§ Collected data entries

———

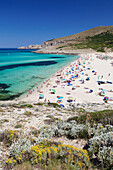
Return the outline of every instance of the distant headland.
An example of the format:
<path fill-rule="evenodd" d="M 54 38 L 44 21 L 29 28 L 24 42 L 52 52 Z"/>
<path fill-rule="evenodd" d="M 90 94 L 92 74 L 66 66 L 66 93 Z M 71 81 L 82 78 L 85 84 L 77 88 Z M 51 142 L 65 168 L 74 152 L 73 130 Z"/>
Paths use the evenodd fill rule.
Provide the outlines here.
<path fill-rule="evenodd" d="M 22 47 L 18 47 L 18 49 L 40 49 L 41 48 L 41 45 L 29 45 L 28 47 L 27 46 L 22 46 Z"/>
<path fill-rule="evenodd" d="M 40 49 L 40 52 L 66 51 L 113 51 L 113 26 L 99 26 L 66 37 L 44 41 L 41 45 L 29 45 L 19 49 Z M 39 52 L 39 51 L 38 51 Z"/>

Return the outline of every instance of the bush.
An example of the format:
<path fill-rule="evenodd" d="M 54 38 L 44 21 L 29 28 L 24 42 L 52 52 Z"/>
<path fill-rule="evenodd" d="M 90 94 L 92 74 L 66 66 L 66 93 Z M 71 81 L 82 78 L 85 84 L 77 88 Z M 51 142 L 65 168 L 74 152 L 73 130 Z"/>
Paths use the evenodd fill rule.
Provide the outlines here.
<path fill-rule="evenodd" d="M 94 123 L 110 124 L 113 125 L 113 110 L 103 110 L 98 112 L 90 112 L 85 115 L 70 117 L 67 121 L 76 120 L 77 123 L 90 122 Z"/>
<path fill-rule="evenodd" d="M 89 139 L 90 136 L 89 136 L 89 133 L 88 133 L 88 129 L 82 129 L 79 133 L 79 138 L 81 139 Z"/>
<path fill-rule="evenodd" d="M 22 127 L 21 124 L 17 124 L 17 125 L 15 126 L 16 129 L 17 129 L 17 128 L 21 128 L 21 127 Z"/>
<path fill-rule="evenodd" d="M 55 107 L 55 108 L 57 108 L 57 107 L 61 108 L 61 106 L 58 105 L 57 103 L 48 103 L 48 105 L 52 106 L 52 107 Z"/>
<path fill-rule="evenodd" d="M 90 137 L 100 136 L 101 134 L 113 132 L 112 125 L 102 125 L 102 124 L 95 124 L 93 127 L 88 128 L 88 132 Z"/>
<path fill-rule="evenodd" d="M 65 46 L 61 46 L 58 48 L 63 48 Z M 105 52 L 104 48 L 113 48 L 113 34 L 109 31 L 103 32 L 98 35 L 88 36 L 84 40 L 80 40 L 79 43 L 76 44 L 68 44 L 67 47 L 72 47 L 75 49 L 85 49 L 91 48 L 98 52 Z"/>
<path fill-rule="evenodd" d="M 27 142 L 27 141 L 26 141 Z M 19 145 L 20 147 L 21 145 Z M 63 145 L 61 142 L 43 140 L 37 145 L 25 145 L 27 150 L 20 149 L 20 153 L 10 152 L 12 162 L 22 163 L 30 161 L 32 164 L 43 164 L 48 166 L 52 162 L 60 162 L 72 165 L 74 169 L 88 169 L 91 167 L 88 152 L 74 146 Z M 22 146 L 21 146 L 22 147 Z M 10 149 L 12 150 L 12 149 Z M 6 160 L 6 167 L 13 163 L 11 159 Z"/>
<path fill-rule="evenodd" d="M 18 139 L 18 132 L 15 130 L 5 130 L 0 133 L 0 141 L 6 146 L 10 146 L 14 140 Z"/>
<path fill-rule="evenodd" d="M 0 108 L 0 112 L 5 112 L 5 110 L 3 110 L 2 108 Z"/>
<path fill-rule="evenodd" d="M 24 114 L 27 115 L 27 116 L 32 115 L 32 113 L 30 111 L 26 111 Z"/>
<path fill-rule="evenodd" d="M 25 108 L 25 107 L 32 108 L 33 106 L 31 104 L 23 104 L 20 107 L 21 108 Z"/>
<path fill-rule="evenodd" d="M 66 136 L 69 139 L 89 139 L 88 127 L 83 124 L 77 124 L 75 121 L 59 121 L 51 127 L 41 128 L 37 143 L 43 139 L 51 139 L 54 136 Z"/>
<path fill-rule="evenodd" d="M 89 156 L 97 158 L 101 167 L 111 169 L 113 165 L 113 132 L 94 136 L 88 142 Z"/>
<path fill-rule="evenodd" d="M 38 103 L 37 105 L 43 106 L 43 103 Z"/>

———

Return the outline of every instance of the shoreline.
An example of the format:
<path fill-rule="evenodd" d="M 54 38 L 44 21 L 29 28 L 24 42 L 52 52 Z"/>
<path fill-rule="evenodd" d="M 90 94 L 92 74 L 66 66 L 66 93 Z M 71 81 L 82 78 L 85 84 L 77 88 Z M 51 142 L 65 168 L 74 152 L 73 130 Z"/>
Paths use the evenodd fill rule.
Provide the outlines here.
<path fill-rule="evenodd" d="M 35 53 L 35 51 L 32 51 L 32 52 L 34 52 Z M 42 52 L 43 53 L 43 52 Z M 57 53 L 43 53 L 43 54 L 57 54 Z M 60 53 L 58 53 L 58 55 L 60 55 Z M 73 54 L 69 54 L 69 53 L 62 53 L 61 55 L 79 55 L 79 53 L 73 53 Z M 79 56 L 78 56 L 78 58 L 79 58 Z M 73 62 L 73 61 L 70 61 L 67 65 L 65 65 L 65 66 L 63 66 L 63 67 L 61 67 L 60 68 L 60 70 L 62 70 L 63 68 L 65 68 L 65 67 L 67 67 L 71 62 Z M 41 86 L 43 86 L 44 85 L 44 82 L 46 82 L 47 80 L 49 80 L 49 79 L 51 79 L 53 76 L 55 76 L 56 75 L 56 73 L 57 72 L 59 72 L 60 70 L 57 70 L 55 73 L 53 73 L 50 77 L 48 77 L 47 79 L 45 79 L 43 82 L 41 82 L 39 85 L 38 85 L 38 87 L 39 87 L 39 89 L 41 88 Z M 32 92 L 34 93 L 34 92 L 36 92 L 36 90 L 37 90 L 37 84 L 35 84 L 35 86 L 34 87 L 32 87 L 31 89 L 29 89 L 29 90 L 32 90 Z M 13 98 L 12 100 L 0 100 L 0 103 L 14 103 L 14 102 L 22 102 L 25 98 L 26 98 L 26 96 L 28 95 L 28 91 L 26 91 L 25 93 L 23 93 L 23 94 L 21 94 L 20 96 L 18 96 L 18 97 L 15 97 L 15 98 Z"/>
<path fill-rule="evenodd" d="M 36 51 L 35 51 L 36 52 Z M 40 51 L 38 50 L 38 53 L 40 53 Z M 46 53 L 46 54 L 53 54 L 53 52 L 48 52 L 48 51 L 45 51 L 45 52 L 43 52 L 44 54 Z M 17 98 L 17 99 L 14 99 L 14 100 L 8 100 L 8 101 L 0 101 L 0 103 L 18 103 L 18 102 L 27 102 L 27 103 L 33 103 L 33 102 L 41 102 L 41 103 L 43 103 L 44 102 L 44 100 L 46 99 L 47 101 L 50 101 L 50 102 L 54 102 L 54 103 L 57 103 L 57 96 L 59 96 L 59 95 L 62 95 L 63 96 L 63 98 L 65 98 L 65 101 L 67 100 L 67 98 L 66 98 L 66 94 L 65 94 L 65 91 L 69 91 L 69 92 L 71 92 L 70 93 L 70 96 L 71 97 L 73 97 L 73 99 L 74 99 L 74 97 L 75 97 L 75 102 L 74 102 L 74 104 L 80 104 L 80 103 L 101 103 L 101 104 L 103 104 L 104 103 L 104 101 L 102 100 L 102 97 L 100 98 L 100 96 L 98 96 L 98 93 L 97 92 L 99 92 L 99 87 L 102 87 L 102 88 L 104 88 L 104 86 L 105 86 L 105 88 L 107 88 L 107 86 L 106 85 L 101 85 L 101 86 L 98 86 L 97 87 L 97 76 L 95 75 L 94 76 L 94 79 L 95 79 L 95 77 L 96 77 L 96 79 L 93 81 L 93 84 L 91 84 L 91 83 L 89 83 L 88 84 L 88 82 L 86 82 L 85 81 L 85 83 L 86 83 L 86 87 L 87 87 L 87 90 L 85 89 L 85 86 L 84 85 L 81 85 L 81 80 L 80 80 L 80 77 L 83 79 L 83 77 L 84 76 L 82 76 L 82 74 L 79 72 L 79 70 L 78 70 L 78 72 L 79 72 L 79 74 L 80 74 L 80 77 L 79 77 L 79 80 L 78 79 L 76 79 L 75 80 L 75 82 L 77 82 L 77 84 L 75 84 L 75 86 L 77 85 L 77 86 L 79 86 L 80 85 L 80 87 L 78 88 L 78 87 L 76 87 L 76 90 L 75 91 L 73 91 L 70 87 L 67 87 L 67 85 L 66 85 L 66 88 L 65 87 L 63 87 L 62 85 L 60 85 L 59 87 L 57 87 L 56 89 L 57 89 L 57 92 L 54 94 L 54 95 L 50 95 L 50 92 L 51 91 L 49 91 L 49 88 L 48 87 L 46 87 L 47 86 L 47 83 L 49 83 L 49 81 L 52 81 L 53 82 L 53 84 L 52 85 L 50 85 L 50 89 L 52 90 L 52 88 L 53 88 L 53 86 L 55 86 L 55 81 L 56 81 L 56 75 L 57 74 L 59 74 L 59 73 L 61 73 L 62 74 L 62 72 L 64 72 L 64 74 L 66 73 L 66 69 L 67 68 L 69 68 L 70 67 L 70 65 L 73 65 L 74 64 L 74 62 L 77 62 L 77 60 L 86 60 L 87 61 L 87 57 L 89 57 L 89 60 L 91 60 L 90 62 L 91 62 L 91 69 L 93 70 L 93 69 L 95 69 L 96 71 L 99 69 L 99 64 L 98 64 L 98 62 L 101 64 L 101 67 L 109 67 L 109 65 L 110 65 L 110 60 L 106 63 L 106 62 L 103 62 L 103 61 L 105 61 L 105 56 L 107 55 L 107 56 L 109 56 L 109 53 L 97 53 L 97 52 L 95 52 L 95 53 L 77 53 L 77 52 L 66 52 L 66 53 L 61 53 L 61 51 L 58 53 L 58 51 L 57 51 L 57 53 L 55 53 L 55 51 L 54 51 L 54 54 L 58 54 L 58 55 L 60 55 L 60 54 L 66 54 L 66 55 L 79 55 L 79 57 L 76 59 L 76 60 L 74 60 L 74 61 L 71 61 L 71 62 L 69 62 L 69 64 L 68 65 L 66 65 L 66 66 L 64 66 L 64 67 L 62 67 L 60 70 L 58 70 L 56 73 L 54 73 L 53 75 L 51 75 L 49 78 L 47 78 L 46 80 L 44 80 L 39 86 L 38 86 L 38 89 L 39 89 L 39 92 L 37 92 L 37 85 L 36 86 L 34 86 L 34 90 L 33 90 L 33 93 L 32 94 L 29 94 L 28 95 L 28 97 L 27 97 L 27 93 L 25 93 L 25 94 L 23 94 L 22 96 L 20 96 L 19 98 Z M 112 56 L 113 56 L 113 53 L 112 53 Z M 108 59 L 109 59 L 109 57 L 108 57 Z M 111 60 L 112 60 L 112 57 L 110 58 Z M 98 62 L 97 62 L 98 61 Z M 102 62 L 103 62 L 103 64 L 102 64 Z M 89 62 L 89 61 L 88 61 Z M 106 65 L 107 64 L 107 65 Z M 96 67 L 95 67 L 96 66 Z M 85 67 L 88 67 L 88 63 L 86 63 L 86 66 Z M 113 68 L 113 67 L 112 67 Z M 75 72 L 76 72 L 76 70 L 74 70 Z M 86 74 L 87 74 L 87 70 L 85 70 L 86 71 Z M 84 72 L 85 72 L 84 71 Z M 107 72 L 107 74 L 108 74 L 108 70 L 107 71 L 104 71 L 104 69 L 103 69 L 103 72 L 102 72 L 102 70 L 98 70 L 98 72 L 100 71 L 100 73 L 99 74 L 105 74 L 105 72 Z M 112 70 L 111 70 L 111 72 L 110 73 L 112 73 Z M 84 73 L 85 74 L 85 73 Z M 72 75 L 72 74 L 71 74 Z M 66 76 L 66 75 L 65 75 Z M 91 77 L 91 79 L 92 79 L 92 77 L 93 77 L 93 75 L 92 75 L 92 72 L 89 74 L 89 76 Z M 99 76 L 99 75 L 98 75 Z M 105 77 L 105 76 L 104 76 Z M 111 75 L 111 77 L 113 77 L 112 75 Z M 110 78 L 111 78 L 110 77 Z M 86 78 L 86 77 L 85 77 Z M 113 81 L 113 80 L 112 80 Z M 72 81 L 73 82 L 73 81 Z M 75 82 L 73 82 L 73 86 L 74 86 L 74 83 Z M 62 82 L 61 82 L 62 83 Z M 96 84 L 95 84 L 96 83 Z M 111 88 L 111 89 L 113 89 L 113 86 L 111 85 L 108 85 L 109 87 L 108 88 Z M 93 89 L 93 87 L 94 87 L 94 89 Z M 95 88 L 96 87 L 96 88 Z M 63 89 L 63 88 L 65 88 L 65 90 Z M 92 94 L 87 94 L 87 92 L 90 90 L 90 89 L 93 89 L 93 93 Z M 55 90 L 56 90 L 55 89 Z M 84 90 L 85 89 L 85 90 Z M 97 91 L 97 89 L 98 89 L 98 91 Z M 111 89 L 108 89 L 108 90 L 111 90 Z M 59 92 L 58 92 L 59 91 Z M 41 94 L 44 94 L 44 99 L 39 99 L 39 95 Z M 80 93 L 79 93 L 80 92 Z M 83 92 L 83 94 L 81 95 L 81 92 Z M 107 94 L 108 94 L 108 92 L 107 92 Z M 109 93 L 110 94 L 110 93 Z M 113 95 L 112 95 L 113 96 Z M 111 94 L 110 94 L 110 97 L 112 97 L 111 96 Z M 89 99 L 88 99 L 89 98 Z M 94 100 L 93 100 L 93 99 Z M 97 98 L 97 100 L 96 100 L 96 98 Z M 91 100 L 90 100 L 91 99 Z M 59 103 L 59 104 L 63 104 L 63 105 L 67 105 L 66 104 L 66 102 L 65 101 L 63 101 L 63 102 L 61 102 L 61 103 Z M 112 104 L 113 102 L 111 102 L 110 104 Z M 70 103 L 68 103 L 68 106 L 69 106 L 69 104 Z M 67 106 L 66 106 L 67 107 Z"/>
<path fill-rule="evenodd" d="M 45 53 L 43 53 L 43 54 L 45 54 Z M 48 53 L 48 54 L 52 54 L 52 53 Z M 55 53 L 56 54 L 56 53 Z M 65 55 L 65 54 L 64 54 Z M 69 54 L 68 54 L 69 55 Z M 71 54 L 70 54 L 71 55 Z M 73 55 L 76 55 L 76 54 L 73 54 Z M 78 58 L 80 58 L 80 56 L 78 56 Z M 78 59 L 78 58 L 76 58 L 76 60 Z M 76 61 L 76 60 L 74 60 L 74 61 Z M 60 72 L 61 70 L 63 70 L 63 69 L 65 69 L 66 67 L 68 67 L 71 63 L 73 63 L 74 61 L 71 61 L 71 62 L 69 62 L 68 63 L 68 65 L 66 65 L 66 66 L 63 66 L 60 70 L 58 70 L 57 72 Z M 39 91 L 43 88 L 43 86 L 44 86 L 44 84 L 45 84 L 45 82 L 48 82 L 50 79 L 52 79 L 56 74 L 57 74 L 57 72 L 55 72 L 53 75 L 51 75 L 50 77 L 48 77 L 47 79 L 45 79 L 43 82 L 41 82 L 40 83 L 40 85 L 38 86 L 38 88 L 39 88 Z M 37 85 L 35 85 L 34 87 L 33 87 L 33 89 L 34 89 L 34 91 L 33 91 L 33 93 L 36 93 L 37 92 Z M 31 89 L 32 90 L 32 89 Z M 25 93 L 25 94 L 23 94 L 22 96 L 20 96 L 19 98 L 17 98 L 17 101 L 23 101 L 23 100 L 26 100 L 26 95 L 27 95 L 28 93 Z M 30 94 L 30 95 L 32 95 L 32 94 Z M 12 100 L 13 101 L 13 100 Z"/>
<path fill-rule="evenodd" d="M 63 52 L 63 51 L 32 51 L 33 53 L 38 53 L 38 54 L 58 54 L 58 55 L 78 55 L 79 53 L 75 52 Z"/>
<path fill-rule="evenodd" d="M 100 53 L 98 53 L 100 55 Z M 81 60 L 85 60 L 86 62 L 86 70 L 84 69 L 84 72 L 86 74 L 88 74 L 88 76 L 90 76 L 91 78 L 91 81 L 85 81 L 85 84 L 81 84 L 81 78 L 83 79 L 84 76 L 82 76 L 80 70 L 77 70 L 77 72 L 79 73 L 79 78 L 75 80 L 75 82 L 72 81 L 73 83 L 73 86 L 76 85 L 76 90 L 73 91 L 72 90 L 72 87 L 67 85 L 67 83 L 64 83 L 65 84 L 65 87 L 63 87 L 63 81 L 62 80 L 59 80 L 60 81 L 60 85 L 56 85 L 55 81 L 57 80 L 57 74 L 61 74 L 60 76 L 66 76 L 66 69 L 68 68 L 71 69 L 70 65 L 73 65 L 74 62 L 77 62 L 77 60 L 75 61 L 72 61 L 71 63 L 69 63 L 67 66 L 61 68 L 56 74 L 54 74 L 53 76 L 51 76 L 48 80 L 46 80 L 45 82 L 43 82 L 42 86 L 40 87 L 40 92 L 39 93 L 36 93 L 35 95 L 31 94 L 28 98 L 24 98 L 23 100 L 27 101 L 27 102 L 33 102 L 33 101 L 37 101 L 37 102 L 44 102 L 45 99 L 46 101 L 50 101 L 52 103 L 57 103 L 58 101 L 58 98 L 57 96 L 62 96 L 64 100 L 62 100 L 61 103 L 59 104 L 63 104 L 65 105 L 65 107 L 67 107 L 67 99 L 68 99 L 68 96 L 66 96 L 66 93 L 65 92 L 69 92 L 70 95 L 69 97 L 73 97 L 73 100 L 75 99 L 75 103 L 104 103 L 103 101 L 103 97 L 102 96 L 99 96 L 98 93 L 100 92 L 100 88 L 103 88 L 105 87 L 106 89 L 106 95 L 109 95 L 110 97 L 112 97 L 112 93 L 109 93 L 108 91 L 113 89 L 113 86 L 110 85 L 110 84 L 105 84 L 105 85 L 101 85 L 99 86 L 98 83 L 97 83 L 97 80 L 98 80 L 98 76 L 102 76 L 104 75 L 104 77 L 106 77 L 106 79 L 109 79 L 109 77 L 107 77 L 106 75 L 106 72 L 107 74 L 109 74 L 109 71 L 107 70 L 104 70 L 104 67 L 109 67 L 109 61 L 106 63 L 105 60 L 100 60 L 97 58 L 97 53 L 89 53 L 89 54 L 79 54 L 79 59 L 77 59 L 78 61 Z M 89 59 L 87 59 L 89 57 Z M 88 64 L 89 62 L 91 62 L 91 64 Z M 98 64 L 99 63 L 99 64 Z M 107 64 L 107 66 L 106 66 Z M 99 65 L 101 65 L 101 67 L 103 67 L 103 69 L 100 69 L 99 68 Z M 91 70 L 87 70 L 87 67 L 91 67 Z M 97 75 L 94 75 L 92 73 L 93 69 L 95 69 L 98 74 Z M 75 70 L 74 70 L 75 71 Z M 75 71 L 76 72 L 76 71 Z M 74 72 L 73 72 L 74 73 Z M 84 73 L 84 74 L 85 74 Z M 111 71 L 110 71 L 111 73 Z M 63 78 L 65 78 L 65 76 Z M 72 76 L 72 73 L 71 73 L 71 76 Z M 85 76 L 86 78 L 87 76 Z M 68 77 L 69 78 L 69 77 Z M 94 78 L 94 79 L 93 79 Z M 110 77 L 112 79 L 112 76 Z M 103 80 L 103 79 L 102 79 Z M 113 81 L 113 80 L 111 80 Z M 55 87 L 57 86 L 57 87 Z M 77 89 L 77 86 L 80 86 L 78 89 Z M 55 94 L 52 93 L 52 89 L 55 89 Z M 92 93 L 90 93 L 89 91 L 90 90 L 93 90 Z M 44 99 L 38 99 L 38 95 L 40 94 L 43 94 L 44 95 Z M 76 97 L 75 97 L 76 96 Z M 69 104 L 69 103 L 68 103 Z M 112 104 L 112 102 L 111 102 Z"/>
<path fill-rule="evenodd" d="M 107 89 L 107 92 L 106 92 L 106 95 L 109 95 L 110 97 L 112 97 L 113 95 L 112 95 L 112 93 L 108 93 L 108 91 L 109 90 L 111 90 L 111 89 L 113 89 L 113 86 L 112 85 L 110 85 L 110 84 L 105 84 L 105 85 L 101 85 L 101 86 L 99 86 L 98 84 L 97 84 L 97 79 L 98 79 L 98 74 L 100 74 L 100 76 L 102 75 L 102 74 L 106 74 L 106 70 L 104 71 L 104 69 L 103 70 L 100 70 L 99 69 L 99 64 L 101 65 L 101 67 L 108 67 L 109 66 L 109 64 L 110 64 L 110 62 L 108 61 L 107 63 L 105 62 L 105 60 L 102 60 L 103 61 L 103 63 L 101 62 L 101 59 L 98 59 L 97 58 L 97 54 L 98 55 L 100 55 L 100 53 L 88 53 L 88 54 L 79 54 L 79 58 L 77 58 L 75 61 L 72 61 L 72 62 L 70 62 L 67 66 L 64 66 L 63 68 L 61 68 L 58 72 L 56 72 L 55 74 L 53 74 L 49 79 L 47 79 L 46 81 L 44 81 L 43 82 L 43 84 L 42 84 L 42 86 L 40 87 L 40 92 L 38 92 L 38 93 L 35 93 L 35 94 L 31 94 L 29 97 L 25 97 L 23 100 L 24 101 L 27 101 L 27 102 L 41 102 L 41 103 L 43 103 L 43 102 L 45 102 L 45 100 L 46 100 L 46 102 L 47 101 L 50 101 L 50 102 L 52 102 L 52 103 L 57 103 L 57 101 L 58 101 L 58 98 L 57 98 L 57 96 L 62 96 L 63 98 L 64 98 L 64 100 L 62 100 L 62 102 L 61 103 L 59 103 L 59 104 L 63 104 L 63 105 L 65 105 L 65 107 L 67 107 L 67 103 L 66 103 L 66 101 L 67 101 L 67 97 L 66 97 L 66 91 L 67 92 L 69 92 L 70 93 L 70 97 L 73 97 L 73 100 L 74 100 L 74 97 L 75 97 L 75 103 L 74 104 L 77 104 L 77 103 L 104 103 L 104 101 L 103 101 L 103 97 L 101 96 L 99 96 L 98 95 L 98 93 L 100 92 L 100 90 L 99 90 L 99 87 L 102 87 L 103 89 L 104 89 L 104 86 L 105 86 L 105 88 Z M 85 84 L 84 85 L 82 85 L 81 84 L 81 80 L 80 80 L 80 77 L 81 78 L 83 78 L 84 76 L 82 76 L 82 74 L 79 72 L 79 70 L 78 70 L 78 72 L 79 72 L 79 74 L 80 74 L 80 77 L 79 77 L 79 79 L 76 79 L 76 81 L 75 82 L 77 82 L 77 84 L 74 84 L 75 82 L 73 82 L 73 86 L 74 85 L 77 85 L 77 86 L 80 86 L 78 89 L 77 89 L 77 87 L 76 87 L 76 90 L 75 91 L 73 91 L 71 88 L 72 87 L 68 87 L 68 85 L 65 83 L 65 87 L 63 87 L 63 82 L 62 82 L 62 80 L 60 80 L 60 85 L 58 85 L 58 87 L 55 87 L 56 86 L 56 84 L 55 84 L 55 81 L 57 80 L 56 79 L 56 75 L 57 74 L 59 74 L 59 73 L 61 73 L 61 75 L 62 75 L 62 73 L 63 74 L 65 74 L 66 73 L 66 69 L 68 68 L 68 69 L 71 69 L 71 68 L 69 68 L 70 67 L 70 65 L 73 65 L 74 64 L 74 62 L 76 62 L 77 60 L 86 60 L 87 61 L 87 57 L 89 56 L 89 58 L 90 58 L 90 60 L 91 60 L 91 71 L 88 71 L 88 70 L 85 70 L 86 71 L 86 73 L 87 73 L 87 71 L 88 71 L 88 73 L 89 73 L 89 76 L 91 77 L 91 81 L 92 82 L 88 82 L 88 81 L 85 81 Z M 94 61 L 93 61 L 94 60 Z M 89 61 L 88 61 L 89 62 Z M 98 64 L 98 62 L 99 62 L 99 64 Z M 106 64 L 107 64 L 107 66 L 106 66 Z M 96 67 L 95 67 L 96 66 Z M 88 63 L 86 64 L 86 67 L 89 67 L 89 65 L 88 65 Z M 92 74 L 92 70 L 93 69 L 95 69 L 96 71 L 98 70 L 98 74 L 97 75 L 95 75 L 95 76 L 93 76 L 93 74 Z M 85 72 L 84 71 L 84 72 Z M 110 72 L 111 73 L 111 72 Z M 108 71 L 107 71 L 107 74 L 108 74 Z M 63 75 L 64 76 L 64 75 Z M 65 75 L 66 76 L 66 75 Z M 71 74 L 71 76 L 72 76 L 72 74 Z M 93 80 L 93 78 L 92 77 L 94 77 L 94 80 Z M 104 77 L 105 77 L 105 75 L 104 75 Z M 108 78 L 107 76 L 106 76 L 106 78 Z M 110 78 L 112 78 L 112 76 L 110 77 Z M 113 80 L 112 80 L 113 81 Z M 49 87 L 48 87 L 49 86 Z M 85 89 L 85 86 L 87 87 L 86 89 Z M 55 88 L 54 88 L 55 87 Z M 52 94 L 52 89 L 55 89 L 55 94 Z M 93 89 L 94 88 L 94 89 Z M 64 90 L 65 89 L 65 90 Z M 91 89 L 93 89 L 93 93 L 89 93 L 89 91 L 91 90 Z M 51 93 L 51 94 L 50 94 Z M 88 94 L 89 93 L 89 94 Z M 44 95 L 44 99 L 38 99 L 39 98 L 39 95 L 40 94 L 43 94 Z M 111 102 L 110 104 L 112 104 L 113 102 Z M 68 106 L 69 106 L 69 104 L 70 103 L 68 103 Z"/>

———

§ EXERCISE PROMPT
Copy out each line of the data in which the word "Return" appears.

§ SOLUTION TO THE EXERCISE
Return the outline of every instance of the distant headland.
Return the outline of every instance of the bush.
Return the outline of every instance of the shoreline.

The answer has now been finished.